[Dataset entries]

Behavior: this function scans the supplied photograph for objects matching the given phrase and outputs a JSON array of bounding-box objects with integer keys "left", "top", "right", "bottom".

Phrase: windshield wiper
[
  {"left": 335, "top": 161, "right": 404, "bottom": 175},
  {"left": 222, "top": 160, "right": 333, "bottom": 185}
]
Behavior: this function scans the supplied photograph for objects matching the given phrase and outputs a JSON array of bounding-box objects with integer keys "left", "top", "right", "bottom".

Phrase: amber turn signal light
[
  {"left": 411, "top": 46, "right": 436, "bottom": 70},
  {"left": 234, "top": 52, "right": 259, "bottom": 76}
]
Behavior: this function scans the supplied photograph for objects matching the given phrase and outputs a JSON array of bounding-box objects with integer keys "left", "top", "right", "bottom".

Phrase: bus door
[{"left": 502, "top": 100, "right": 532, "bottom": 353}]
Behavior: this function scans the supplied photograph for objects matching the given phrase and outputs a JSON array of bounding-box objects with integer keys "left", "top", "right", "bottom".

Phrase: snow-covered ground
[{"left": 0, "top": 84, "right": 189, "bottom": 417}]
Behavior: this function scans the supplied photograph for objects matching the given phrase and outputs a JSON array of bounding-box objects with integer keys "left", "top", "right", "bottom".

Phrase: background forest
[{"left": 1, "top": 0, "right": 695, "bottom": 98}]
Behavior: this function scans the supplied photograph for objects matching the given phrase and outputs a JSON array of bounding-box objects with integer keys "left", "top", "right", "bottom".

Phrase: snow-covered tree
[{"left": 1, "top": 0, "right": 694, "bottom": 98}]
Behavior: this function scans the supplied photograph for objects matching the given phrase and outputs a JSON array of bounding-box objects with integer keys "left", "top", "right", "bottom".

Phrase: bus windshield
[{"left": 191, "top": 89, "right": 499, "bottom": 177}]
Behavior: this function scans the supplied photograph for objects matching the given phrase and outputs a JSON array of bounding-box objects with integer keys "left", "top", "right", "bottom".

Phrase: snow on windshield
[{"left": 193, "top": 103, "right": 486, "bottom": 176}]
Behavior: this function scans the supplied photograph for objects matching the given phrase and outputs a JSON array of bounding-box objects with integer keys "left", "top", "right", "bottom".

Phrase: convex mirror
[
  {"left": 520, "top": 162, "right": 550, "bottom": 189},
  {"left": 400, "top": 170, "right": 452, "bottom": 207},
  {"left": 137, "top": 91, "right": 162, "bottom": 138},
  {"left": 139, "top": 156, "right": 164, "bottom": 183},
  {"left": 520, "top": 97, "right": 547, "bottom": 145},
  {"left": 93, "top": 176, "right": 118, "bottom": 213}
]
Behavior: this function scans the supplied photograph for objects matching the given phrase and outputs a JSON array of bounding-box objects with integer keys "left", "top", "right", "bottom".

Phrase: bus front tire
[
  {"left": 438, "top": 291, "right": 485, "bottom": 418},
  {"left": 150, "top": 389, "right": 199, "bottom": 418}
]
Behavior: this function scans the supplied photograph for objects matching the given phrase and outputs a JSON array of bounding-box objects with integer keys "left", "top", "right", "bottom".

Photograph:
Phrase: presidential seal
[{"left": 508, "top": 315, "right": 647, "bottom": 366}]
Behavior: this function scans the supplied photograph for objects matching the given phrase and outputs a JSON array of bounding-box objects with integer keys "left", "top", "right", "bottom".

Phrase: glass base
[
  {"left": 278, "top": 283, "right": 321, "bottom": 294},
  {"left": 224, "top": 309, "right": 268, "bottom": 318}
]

**Task item**
For this exercise, write all the records out again exactly.

**Final answer**
Behavior: this function scans the supplied photograph for objects matching the given phrase and outputs a JSON array of bounding-box objects with integer keys "left", "top", "right", "bottom".

Phrase: windshield wiper
[
  {"left": 335, "top": 161, "right": 404, "bottom": 175},
  {"left": 222, "top": 160, "right": 333, "bottom": 185}
]
Behavior: this function scans the supplied photograph for objects matching the given phrase and outputs a JSON array of bounding-box objects with integer keys "left", "top", "right", "bottom".

Phrase: amber turn signal light
[
  {"left": 411, "top": 46, "right": 436, "bottom": 70},
  {"left": 234, "top": 52, "right": 259, "bottom": 76}
]
Behavior: this function scans the supplied photograph for objects matching the given phrase and outputs a JSON array of bounding-box objects with integer keys "left", "top", "right", "bottom".

Phrase: bus door
[{"left": 502, "top": 100, "right": 532, "bottom": 353}]
Behavior: this function scans the supplied photograph for objects matching the given phrase and outputs a JSON array of bounding-box objects with integer keys "left", "top", "right", "bottom".

Phrase: snow-covered ground
[{"left": 0, "top": 84, "right": 189, "bottom": 417}]
Behavior: this function scans the supplied photograph for objects matching the given phrase and outputs a JSON array of bounding-box objects with integer keys "left", "top", "right", "bottom".

Phrase: background forest
[{"left": 1, "top": 0, "right": 695, "bottom": 98}]
Behavior: this function scans the supplied photograph for objects matching the given phrase and outputs a JSON array of bounding-box objects with integer keys "left", "top", "right", "bottom".

Phrase: snow-covered tree
[{"left": 1, "top": 0, "right": 694, "bottom": 98}]
Behavior: this function scans the supplied photograph for objects matching the given phrase and outputs a JSON array of bounding-box objects with integer keys "left", "top", "right", "bottom".

Phrase: bus windshield
[{"left": 191, "top": 89, "right": 499, "bottom": 177}]
Behavior: this function scans the supplied photograph for objects matching the given phrase and outputs a JSON array of bounding-box objects with integer keys "left", "top", "right", "bottom".

Phrase: snow on windshield
[{"left": 193, "top": 103, "right": 486, "bottom": 176}]
Behavior: this function scans the supplied photograph for objects matching the given phrase and outputs a JSON array of bounding-box objects with integer keys "left", "top", "right", "bottom".

Phrase: convex mirror
[
  {"left": 520, "top": 162, "right": 550, "bottom": 189},
  {"left": 400, "top": 170, "right": 452, "bottom": 207},
  {"left": 137, "top": 91, "right": 162, "bottom": 138},
  {"left": 139, "top": 156, "right": 164, "bottom": 183},
  {"left": 520, "top": 97, "right": 547, "bottom": 145},
  {"left": 93, "top": 176, "right": 118, "bottom": 213}
]
Behavior: this function scans the supplied photograph for objects matching the given phrase and outputs a JSON array of bounding-box objects with integer keys "left", "top", "right", "bottom".

Phrase: bus front tire
[
  {"left": 438, "top": 291, "right": 485, "bottom": 418},
  {"left": 150, "top": 389, "right": 199, "bottom": 418}
]
Behavior: this function scans the supplied photograph for objects matching the given phrase and outputs a JSON array of bounding-box objects with integer keys "left", "top", "right", "bottom".

Photograph:
Phrase: presidential seal
[{"left": 508, "top": 315, "right": 647, "bottom": 366}]
Behavior: this function scans the supplied photograph for objects matching the given phrase and outputs a JSON array of bounding-box objects with integer keys "left", "top", "right", "bottom".

Phrase: glass base
[
  {"left": 278, "top": 283, "right": 321, "bottom": 294},
  {"left": 224, "top": 309, "right": 268, "bottom": 318}
]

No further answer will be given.